• Written request
Take the line that contains "of the leather" and every line after it in the material below, and quote them exactly.

• Dataset excerpts
-=-=-

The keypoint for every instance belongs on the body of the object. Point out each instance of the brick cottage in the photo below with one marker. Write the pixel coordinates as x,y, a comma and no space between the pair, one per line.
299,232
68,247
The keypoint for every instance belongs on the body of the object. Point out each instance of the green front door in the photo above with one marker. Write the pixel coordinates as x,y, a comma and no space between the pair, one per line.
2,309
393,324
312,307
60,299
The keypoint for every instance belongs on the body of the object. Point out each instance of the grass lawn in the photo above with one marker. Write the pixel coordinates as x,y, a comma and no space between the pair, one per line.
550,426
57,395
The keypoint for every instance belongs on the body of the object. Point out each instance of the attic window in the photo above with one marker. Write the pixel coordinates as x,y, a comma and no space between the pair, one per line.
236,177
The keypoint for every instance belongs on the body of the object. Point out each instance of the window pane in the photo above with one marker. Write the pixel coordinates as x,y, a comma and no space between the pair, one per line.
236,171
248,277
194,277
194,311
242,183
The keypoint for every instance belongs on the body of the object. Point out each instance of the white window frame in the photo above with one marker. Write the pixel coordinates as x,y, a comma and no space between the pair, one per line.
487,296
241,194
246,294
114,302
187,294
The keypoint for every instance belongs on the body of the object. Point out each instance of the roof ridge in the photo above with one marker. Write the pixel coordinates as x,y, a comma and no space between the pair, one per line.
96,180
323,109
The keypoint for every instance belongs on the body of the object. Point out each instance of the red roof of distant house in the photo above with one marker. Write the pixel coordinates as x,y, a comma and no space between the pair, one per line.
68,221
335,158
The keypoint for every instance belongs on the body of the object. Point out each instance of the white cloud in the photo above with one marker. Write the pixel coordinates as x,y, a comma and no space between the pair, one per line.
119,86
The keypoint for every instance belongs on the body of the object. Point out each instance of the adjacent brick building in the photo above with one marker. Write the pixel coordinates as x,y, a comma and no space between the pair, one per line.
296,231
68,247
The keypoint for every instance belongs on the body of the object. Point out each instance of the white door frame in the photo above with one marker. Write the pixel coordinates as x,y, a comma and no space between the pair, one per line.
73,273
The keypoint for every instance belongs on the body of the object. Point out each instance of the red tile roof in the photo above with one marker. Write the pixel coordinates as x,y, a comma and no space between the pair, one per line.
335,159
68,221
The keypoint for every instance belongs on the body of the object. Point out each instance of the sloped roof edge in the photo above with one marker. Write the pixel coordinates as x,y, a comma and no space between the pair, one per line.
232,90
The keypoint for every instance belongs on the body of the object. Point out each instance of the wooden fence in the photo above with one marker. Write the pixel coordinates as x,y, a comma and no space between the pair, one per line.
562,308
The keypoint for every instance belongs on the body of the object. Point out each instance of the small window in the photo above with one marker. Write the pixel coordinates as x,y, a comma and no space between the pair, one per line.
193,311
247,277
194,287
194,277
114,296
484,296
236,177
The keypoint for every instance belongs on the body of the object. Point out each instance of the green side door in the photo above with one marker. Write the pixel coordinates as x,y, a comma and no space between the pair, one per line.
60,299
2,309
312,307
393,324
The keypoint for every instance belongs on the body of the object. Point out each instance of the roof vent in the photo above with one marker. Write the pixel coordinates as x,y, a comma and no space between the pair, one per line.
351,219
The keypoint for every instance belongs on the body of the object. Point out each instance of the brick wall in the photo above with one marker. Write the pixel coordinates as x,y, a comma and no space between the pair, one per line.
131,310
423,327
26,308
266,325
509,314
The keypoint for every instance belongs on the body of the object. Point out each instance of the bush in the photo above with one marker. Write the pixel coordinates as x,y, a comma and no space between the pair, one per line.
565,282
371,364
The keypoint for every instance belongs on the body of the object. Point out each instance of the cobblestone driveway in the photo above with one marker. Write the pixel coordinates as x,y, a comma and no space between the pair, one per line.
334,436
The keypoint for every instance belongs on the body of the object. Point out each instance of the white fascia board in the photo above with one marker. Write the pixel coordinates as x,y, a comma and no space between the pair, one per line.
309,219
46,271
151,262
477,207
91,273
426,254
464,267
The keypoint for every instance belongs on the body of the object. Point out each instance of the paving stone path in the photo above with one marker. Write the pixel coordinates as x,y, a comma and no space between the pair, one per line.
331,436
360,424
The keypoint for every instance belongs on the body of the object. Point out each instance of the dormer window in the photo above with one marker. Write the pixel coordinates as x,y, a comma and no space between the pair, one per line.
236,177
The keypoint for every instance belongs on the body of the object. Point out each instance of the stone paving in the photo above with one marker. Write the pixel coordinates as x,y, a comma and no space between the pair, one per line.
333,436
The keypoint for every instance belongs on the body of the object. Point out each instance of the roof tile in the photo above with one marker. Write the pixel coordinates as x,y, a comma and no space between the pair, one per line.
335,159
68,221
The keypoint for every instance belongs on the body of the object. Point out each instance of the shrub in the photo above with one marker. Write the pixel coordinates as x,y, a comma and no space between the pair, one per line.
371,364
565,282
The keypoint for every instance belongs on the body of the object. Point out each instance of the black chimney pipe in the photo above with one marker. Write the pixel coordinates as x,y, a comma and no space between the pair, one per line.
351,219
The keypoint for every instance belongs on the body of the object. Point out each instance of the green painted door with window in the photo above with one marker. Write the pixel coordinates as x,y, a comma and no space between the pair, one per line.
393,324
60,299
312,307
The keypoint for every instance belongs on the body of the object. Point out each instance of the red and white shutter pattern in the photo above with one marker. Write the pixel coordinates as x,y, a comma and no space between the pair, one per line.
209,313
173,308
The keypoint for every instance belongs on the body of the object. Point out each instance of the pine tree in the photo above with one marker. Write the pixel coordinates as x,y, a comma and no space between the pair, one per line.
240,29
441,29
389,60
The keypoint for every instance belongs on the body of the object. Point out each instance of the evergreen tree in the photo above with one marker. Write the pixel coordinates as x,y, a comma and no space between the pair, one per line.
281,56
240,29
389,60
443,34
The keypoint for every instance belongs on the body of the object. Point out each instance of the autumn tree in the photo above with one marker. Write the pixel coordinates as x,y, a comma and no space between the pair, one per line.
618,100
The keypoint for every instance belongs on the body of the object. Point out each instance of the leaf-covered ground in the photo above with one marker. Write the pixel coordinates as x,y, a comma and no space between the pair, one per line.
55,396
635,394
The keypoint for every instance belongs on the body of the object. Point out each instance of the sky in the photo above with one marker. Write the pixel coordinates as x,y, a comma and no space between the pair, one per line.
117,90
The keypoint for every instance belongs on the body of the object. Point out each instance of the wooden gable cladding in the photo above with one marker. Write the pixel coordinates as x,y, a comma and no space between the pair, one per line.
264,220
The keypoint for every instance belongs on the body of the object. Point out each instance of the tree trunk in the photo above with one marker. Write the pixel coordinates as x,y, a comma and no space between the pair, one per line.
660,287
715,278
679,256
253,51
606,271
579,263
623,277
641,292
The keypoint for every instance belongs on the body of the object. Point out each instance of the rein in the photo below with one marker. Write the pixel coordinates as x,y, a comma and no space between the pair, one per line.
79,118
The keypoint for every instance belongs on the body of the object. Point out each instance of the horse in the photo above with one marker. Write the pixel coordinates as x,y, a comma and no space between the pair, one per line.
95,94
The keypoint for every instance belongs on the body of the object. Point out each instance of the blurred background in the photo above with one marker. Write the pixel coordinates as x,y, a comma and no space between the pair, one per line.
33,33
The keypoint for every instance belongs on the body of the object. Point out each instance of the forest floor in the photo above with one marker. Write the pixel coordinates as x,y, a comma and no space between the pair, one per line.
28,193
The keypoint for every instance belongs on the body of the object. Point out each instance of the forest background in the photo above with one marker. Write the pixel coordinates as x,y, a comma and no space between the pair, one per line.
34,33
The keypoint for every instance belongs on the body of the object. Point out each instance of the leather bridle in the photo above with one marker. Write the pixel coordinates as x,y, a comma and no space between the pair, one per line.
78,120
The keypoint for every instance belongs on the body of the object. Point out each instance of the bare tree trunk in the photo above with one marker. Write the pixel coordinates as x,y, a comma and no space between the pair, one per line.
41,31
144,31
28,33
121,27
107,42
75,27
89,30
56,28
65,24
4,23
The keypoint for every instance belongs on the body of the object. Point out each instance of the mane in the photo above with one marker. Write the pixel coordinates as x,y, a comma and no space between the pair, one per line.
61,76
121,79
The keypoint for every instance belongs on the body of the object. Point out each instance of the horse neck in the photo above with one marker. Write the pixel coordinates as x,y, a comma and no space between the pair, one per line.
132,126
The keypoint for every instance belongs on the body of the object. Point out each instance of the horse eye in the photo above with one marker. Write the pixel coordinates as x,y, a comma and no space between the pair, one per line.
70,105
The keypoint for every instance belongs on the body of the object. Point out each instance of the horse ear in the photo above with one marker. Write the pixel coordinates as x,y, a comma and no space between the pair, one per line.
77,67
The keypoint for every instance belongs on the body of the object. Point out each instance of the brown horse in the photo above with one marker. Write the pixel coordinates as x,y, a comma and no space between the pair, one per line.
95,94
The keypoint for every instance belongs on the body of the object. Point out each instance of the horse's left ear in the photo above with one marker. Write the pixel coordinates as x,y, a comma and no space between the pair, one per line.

-=-=-

• Final answer
The keypoint for every instance belongs on the body of the object. Point out each instance of the leather bridle in the photo above with one marker. Write the pixel coordinates as x,y, a comma and no space between the pair, one per line.
78,120
The keypoint for every instance belongs on the body of the object. Point out each instance of the bare tree trunk in the photo above with one marker. Write the pixel coordinates as x,y, a comma and no space between the pair, one per line.
41,31
144,31
28,33
121,27
107,42
75,27
89,30
56,28
65,24
4,23
The keypoint for every instance belongs on the body of the object. Point out each instance of the mane in the photo above with one marker. Write the pixel coordinates as x,y, a comma and no space between the pair, one per line.
61,76
121,79
The keypoint for every instance belongs on the body of the object. Point out each instance of the horse neck in the photo above with one marker. Write the pixel coordinates as x,y, a comma and no space between the pair, one per line.
132,126
The keypoint for every instance belongs on the body of the object. Point out each instance of the horse eye in the photo above with one marker. Write the pixel coordinates as x,y, a comma and no space between the pair, one per line.
70,105
The keypoint for every instance belongs on the body of the object. Point out each instance of the horse ear in the photo above with one marker. Write the pixel coordinates as x,y, a comma and no space between the pair, one per line.
77,67
The keypoint for every instance belongs on the body of the object. Point out each instance of the brown horse in the photo above with one marker. Write the pixel coordinates as x,y, a comma and no space between the pair, one per line.
95,94
The keypoint for every instance belongs on the body of the object. Point out each instance of the horse's left ear in the photo above with one marker. Write the pixel coordinates as x,y, a comma and no space between the pair, one per line.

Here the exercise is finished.